*** Dados de entrada
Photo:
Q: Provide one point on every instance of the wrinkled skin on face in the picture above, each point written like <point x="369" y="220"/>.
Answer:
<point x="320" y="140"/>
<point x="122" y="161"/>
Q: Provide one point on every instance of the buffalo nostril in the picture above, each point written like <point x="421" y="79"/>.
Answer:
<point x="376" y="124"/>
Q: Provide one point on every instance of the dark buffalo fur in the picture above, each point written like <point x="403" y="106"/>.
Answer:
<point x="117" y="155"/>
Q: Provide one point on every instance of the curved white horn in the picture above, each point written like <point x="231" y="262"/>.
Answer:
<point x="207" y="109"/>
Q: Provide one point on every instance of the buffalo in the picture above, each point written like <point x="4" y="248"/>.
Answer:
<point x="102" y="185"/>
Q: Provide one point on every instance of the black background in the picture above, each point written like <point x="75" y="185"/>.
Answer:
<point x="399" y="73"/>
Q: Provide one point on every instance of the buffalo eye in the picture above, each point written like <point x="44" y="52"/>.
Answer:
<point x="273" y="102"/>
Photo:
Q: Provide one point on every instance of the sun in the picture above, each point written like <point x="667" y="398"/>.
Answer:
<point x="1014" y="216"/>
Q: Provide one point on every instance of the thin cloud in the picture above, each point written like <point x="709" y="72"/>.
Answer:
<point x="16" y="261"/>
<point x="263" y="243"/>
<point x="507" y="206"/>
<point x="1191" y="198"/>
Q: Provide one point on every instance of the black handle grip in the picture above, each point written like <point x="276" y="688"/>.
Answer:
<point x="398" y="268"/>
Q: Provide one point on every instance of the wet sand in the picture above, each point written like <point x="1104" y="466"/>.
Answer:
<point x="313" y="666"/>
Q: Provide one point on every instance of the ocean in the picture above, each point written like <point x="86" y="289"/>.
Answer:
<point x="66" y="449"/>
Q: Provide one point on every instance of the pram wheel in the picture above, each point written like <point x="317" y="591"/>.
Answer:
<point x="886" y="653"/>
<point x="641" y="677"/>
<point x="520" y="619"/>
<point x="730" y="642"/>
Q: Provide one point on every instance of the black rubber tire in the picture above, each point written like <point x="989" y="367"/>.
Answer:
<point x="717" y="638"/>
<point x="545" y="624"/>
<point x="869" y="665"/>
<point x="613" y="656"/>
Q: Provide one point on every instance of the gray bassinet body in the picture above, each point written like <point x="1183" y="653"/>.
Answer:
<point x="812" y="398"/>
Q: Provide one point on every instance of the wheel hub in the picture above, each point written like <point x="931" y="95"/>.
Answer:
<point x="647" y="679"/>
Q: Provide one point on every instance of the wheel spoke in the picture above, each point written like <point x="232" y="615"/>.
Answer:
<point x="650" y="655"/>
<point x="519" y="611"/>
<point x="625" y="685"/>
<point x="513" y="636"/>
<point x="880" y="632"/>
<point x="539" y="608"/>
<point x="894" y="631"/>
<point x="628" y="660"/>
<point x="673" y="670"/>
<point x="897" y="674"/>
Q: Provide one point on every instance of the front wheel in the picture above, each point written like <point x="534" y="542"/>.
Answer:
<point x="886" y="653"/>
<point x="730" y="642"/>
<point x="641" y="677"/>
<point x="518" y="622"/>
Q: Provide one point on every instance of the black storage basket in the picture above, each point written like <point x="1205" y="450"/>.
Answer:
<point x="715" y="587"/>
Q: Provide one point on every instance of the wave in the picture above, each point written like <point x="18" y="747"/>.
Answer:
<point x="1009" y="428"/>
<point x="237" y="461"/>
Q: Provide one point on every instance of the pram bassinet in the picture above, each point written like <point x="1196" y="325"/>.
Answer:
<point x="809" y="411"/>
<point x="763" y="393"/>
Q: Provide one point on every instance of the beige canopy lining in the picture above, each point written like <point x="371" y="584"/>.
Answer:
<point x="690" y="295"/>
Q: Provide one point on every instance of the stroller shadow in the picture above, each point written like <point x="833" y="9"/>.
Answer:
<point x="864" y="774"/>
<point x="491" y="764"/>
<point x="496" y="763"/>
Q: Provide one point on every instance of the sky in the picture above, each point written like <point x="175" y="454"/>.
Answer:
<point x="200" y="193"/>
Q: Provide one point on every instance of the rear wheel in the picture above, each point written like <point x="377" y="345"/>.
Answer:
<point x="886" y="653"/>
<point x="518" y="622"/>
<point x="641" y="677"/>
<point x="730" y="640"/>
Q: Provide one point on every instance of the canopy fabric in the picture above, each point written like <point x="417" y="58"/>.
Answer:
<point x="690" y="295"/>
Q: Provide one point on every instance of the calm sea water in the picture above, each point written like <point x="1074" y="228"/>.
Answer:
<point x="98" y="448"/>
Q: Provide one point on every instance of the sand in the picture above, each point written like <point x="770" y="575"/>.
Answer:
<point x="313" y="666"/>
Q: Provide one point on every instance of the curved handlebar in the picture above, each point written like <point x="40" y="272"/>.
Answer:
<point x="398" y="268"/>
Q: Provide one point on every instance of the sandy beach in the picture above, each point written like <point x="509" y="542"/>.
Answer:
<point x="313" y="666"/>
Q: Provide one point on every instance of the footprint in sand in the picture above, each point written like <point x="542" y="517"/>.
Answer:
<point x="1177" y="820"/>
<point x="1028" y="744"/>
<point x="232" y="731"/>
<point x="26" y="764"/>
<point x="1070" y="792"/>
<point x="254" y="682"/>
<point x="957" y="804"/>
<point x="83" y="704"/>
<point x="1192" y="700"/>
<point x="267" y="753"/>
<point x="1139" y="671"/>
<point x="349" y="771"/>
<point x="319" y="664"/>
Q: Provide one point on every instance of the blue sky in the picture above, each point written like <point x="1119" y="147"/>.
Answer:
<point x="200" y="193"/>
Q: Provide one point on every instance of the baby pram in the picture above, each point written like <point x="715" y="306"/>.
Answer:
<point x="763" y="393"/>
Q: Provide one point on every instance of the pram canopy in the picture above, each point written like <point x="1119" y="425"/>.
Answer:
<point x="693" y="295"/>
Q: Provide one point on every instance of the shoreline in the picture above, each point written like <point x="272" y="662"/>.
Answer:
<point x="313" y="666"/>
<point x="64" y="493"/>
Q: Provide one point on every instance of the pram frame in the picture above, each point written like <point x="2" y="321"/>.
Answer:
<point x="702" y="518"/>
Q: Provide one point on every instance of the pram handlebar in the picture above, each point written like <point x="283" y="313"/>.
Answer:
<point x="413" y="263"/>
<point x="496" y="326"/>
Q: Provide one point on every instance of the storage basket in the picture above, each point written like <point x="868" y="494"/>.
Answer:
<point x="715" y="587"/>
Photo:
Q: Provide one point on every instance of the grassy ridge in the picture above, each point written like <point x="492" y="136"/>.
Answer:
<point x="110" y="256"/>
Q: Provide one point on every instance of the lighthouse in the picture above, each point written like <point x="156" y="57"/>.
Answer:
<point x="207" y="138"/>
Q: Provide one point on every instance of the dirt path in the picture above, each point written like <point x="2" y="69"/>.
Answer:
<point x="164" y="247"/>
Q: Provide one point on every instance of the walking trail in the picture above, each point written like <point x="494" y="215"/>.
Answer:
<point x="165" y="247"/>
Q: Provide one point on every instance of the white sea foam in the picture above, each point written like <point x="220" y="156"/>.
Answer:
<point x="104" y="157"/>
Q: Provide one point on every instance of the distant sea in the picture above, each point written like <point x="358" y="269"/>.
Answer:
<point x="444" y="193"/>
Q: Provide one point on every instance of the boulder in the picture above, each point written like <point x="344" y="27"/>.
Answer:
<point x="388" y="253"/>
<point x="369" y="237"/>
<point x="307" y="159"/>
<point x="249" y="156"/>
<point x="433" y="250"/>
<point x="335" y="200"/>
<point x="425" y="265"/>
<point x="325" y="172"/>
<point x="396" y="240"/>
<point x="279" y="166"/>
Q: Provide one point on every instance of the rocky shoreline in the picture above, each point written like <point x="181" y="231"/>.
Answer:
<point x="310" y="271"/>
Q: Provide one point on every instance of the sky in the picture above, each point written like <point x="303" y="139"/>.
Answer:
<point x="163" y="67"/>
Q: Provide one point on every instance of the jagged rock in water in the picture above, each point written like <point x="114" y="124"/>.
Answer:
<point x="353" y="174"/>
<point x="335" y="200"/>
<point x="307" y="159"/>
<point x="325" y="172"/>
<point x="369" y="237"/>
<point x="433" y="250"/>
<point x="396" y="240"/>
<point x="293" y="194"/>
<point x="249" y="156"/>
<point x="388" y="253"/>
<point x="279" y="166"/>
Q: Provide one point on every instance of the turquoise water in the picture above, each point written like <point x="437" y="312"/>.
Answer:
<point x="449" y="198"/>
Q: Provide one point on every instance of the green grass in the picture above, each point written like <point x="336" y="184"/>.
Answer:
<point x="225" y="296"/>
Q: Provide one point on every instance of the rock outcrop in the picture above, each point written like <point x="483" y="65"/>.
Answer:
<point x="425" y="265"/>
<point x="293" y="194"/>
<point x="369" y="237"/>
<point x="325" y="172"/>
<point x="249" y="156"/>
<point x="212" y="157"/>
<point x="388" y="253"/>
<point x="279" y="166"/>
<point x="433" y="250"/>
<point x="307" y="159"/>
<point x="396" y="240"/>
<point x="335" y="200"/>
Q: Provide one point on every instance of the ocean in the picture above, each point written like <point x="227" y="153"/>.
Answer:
******
## Exercício escrito
Reescreva todas as linhas desde a que contém "Q: Provide one point on every instance of the rock outcrop" até o fim dos registros, inclusive as linhas de pedido, sem alterar nada além das coordenadas das respostas. Escale cada coordenada por 1,95 e arredonde para inteiro, com as metades para cima.

## Resultado
Q: Provide one point on every instance of the rock outcrop in the picture above, each point written like <point x="483" y="65"/>.
Answer:
<point x="829" y="517"/>
<point x="571" y="378"/>
<point x="720" y="462"/>
<point x="634" y="335"/>
<point x="486" y="304"/>
<point x="413" y="306"/>
<point x="757" y="493"/>
<point x="544" y="324"/>
<point x="844" y="488"/>
<point x="599" y="310"/>
<point x="772" y="468"/>
<point x="653" y="390"/>
Q: Provide one point on every instance of the ocean in the picture above, each point written like <point x="227" y="153"/>.
Answer:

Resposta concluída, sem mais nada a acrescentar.